[Task brief]:
Copy the lines from the line with "Locate the gravel ground, then" up to and including the line with "[[236, 170], [11, 229], [259, 229], [55, 162], [168, 167]]", and increase every point coordinate in the answers by 42. Leave the requests and their sample answers as they are.

[The input]:

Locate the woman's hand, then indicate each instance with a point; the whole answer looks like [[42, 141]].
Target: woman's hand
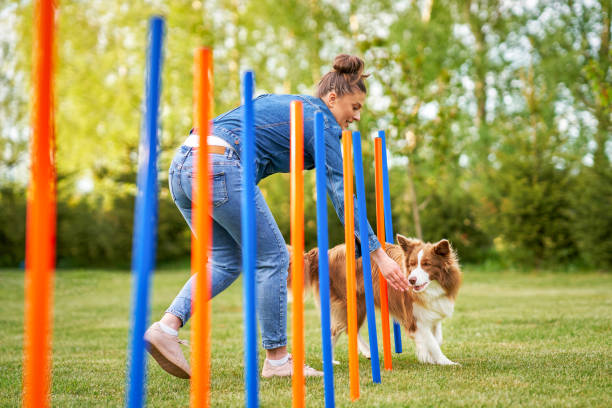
[[390, 270]]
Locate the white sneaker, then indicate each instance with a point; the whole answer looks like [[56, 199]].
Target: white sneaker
[[165, 349], [286, 370]]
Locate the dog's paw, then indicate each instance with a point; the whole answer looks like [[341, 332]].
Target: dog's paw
[[446, 361]]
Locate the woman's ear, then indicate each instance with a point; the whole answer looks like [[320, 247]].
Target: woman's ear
[[330, 99]]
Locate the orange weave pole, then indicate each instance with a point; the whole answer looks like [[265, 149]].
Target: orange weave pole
[[380, 230], [200, 250], [40, 232], [297, 244], [349, 238]]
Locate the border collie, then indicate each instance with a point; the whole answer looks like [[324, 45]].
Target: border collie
[[433, 273]]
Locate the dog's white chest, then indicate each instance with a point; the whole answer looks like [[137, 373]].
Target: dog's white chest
[[436, 305]]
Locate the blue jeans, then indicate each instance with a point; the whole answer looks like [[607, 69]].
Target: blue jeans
[[272, 255]]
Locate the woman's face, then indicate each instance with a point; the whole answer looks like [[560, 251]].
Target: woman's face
[[346, 108]]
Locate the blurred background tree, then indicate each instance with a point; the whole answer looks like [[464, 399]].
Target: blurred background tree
[[497, 115]]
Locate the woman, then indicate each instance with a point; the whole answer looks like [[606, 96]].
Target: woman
[[340, 96]]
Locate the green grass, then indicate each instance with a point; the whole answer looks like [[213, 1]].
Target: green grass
[[522, 340]]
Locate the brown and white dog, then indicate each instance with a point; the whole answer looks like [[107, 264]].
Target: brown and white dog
[[433, 273]]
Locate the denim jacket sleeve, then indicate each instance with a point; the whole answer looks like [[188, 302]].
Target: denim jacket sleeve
[[335, 189]]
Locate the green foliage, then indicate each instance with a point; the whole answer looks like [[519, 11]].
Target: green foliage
[[12, 225], [591, 216]]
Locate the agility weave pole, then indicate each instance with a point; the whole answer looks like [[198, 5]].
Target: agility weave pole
[[41, 213], [349, 238], [365, 257], [397, 331], [249, 243], [297, 245], [380, 226], [323, 243], [145, 217], [202, 237]]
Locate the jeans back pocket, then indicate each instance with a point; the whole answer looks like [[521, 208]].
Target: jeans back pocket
[[219, 189]]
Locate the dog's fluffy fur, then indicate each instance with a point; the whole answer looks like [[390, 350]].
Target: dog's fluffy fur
[[434, 274]]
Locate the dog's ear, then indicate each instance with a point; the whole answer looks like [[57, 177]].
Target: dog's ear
[[407, 244], [442, 248]]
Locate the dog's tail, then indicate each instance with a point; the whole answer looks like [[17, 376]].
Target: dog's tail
[[311, 268]]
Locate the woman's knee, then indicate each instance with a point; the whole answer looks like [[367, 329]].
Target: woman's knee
[[274, 265]]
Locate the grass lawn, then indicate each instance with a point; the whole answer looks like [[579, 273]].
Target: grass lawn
[[522, 340]]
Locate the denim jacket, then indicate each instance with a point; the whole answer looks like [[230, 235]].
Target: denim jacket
[[272, 145]]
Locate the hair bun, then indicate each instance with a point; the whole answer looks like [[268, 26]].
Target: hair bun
[[348, 64]]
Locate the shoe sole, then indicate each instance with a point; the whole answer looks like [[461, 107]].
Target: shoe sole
[[166, 364]]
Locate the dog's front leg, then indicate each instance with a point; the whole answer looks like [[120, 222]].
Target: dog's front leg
[[335, 335], [437, 332], [427, 348]]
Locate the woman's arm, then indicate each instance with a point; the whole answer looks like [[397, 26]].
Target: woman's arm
[[390, 270], [335, 189]]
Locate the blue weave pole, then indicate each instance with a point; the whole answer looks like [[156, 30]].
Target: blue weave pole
[[365, 257], [322, 240], [249, 242], [397, 330], [145, 217]]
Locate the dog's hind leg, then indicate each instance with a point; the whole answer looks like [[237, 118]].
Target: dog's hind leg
[[363, 347]]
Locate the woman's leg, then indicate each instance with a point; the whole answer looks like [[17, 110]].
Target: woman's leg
[[226, 266]]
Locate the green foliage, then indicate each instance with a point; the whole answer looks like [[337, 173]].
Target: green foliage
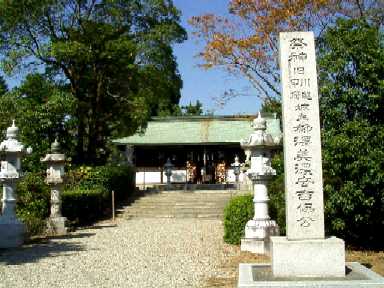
[[3, 86], [276, 192], [236, 214], [352, 108], [33, 197], [192, 109], [115, 57], [88, 193], [86, 198], [84, 206], [43, 111]]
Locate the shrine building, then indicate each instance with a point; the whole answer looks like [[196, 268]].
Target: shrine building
[[201, 148]]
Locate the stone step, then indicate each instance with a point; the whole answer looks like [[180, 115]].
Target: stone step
[[178, 204], [174, 210], [161, 196], [179, 215]]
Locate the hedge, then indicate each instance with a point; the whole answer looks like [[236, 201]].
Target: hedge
[[83, 206], [236, 214]]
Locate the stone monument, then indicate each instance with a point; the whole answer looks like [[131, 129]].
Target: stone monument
[[304, 252], [55, 178], [11, 229], [305, 257], [259, 229]]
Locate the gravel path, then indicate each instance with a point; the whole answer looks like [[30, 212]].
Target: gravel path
[[135, 253]]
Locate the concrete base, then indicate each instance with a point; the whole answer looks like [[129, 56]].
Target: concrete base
[[308, 258], [259, 246], [11, 234], [260, 276], [56, 226]]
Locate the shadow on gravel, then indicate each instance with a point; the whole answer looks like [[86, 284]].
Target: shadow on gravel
[[47, 248]]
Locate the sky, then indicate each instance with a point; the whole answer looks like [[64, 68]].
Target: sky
[[206, 85], [198, 83]]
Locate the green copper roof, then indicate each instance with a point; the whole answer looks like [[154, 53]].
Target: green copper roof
[[198, 130]]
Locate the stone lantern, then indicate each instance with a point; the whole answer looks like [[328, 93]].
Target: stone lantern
[[168, 167], [11, 229], [259, 229], [236, 168], [55, 162]]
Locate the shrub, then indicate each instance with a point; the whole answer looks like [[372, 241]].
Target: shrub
[[33, 202], [88, 194], [84, 206], [236, 214]]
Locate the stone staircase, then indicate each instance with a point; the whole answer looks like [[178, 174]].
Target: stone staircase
[[202, 204]]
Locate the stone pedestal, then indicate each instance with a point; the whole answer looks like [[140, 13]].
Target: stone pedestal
[[55, 177], [260, 227], [308, 258], [11, 229]]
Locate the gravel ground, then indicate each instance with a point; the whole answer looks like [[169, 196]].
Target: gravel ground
[[135, 253]]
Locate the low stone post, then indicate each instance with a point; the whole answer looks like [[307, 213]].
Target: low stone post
[[236, 170], [11, 229], [259, 229], [55, 162], [168, 167]]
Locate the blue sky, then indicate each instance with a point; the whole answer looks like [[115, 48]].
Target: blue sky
[[200, 84], [205, 85]]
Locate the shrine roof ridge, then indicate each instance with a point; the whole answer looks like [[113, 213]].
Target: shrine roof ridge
[[241, 117], [198, 130]]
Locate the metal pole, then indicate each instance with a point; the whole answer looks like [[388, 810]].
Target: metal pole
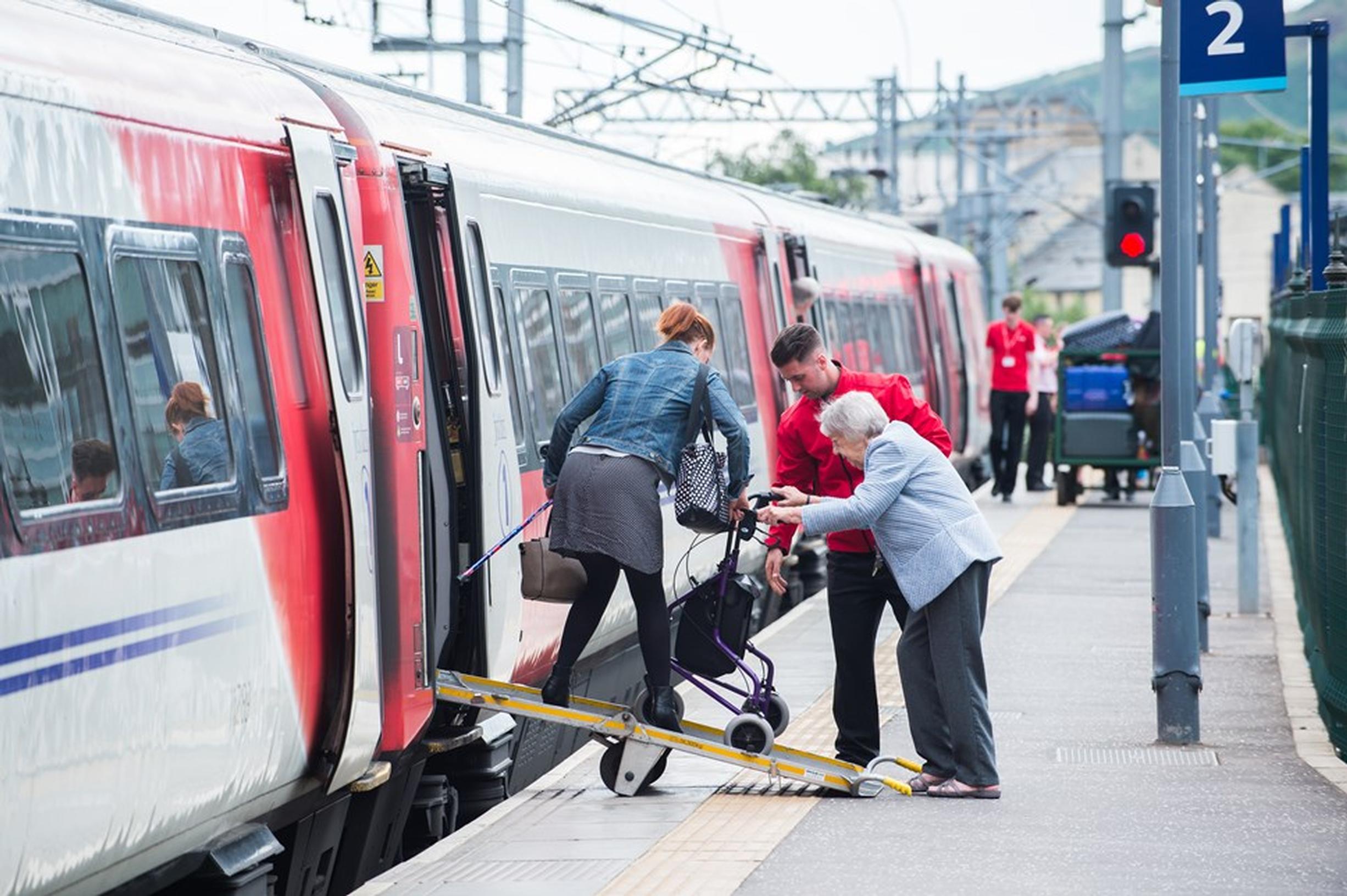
[[1000, 240], [893, 144], [960, 236], [1193, 457], [1316, 251], [515, 58], [1209, 409], [472, 60], [1246, 466], [1113, 75], [1303, 249], [1176, 674]]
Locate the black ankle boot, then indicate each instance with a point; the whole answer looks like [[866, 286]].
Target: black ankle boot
[[556, 689], [663, 712]]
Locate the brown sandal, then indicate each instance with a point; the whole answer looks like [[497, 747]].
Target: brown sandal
[[923, 783], [954, 789]]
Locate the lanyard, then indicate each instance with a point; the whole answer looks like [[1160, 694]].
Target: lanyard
[[466, 575]]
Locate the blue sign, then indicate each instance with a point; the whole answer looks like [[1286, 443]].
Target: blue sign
[[1232, 46]]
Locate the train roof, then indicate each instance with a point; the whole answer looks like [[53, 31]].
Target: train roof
[[57, 52], [192, 61]]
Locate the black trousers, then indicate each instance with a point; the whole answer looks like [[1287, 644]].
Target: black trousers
[[652, 615], [857, 597], [1006, 437], [1040, 432], [946, 685]]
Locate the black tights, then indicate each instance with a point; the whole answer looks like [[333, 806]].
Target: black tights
[[652, 616]]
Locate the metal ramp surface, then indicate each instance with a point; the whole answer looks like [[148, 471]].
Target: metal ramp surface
[[638, 752]]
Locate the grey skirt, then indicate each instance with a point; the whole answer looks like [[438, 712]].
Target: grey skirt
[[609, 505]]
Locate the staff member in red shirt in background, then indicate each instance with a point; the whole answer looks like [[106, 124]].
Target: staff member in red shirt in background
[[1011, 343], [859, 585]]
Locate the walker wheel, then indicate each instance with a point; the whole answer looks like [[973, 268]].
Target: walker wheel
[[750, 733], [643, 705], [778, 713]]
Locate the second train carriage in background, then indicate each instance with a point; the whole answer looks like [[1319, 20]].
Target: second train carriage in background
[[388, 298]]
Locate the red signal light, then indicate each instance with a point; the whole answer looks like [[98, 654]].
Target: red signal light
[[1132, 246]]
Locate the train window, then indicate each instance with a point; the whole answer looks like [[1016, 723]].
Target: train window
[[171, 355], [508, 352], [335, 259], [648, 309], [713, 314], [488, 335], [582, 355], [543, 372], [54, 419], [912, 340], [847, 335], [884, 344], [615, 310], [736, 348], [251, 364]]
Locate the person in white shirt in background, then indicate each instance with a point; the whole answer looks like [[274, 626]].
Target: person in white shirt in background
[[1043, 386]]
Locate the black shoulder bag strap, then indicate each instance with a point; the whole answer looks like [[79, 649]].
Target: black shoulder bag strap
[[699, 410], [181, 475]]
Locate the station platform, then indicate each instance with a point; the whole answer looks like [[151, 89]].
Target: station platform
[[1090, 802]]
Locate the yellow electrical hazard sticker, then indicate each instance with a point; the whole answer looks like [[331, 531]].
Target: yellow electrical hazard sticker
[[374, 271]]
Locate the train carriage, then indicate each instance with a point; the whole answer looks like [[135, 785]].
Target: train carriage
[[385, 298]]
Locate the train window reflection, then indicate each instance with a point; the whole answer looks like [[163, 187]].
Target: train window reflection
[[54, 421], [543, 372], [648, 309], [616, 314], [582, 355], [173, 372], [251, 364]]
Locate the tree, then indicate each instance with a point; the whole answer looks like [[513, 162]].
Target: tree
[[1288, 180], [790, 165]]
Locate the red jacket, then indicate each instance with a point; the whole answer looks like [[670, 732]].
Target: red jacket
[[805, 456]]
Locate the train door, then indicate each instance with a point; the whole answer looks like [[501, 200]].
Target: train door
[[475, 484], [937, 372], [341, 316], [958, 360]]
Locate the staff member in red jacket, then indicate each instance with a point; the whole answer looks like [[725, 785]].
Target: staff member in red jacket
[[859, 587]]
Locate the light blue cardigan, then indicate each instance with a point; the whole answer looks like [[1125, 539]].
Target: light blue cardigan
[[925, 520]]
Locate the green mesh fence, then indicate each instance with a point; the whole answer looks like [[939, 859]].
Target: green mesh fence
[[1304, 424]]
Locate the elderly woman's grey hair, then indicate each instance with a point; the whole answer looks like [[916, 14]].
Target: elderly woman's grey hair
[[854, 417]]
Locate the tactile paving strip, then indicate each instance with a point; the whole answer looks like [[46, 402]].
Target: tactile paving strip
[[1134, 756]]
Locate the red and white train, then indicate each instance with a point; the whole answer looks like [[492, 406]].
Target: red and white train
[[387, 298]]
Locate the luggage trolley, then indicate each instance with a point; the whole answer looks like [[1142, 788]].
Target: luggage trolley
[[1107, 403], [713, 638]]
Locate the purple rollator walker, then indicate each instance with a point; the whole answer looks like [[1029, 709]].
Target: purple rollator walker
[[763, 715]]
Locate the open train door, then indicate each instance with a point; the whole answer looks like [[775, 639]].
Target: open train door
[[343, 320]]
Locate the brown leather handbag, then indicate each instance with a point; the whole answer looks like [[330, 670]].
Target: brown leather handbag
[[550, 577]]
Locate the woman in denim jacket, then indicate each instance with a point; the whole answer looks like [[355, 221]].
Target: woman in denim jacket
[[608, 505], [203, 452]]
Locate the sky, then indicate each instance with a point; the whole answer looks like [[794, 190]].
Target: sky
[[806, 43]]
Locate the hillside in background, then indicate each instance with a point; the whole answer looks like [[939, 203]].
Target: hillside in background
[[1291, 109]]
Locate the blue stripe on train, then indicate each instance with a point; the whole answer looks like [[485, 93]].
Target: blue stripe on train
[[79, 636], [131, 651]]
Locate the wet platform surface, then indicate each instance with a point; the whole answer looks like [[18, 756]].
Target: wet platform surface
[[1092, 805]]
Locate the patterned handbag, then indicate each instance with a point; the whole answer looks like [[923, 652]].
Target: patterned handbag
[[701, 496]]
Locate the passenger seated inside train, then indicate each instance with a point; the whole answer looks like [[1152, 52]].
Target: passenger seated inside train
[[92, 464], [203, 452]]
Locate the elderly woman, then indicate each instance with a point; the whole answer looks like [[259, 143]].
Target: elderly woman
[[938, 547]]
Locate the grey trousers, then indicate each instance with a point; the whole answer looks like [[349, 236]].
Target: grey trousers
[[945, 683]]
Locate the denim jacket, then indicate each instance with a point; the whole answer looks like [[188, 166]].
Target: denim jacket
[[205, 449], [640, 405]]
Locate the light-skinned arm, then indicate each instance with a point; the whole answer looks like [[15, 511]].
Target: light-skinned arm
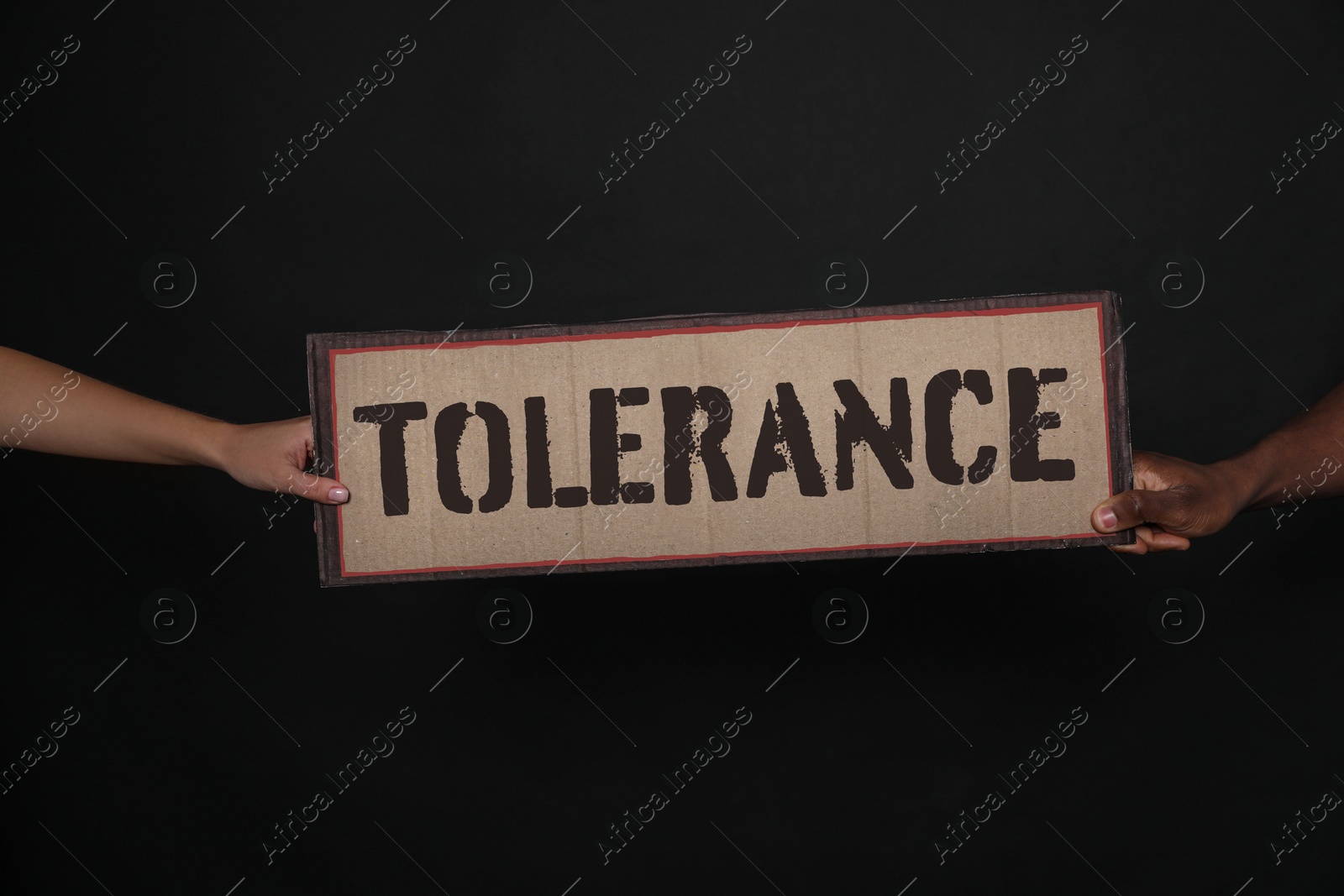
[[46, 407]]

[Written response]:
Locate the gravel ground, then indicate each instance with a point; the whole answer looks like [[169, 196]].
Target: gravel ground
[[177, 295]]
Locate the low stone post, then indicate each instance with a point; the whole answer looks like [[307, 213]].
Target: low stone post
[[278, 212], [53, 271], [301, 271], [97, 204], [210, 209]]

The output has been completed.